(Entries excerpted from a collection)
■ ■ ■
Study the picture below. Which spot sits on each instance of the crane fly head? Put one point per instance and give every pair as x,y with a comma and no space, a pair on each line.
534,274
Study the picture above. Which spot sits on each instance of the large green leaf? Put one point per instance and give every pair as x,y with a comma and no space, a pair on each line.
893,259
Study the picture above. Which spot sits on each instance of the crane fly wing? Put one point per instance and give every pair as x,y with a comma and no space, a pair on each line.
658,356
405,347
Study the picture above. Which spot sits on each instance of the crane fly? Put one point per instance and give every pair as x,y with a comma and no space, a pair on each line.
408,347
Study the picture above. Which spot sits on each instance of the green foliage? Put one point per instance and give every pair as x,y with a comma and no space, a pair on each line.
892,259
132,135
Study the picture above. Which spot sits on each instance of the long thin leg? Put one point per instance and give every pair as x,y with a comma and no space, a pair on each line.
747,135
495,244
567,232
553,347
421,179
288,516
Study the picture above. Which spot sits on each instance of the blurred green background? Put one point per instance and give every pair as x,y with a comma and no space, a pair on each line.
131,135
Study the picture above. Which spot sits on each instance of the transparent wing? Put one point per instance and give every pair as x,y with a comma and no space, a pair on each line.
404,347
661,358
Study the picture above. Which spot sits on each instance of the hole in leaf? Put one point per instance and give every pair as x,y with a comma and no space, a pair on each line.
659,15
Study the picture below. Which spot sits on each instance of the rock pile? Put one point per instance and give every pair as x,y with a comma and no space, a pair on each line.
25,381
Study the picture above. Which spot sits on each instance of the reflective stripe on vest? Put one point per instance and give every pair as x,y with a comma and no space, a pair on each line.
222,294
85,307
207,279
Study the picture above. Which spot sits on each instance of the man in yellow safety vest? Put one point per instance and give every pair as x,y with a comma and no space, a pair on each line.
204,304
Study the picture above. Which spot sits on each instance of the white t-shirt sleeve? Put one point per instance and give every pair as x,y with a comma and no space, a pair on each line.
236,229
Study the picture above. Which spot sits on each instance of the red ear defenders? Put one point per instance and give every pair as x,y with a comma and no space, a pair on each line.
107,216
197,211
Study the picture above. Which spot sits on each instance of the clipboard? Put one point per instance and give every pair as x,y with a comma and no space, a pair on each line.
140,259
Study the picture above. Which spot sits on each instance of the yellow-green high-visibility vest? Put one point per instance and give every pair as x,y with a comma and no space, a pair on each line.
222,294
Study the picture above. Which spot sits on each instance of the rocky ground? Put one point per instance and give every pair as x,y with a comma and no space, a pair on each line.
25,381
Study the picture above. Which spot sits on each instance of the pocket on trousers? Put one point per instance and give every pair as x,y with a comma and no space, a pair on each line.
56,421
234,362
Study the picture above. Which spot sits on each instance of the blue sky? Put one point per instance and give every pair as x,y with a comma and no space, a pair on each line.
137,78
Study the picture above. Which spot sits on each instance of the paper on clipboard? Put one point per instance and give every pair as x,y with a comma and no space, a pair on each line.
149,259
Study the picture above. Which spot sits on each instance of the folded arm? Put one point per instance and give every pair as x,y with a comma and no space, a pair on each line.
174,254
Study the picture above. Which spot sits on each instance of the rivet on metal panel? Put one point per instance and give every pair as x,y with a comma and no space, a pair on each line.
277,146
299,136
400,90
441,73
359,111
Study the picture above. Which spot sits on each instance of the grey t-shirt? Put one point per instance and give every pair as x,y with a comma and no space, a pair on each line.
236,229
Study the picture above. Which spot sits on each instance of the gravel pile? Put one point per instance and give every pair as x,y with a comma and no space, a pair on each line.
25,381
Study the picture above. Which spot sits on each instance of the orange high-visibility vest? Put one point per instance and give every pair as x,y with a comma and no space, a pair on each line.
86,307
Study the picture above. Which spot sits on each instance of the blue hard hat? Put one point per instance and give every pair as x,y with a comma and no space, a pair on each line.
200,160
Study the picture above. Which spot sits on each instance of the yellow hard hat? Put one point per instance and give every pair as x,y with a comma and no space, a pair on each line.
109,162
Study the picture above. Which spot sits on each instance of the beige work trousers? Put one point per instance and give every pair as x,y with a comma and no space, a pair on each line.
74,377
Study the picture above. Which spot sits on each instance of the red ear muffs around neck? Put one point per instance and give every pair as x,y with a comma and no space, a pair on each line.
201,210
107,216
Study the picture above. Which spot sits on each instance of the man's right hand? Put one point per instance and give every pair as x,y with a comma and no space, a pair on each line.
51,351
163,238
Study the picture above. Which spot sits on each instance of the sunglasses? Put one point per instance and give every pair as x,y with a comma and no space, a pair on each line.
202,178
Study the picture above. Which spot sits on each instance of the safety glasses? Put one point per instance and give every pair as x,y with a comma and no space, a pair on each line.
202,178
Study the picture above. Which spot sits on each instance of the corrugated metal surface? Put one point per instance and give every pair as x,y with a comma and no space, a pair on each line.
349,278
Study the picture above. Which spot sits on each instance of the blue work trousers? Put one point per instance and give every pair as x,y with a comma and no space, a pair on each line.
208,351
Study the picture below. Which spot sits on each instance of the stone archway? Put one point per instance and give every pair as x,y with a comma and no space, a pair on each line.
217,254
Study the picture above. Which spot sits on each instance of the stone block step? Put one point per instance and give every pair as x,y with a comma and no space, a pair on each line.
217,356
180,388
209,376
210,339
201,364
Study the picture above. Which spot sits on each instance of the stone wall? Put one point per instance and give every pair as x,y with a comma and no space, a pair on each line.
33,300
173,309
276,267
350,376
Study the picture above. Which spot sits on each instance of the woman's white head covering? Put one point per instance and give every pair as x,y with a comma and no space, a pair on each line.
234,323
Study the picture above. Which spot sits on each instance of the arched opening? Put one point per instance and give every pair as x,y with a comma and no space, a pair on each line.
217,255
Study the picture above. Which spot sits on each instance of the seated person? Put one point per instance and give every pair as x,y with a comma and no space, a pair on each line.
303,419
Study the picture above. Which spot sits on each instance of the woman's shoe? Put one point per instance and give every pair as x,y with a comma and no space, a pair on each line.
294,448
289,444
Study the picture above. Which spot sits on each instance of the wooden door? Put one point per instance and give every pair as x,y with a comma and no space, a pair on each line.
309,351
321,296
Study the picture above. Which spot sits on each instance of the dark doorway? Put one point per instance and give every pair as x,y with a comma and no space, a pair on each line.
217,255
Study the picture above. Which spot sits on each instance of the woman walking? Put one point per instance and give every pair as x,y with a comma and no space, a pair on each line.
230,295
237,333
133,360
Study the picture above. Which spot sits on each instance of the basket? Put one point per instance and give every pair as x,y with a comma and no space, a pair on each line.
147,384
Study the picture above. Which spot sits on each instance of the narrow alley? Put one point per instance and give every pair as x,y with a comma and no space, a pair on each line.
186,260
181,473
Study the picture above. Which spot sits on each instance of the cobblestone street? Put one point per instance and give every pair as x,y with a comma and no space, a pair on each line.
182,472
■ ■ ■
Description of the task =
Could you output everything from the line containing "the woman walking?" down to the last of the entries above as a JSON list of strings, one string per line and no blank lines?

Solution =
[
  "Study the picture above. Which spot sits on each instance of the woman walking? Put one point per instance and give every pair as x,y with a comma and no space, a pair on each line.",
  "230,295",
  "237,333",
  "133,360",
  "Study the picture above. Which spot sits on each instance of the basket? Put one point per instance and give every pair as x,y with a comma and no space, a pair on each line.",
  "147,384",
  "Study the picture above. Which spot sits on each instance of the narrow alley? Put one point per instance and give every pair as x,y with a comma and no space, a pair on each line.",
  "186,260",
  "181,473",
  "Study the picture above. Which spot sits on each instance of the cobblestone street? Put one point per instance and give every pair as x,y with a comma and no space, a pair on each line.",
  "182,472"
]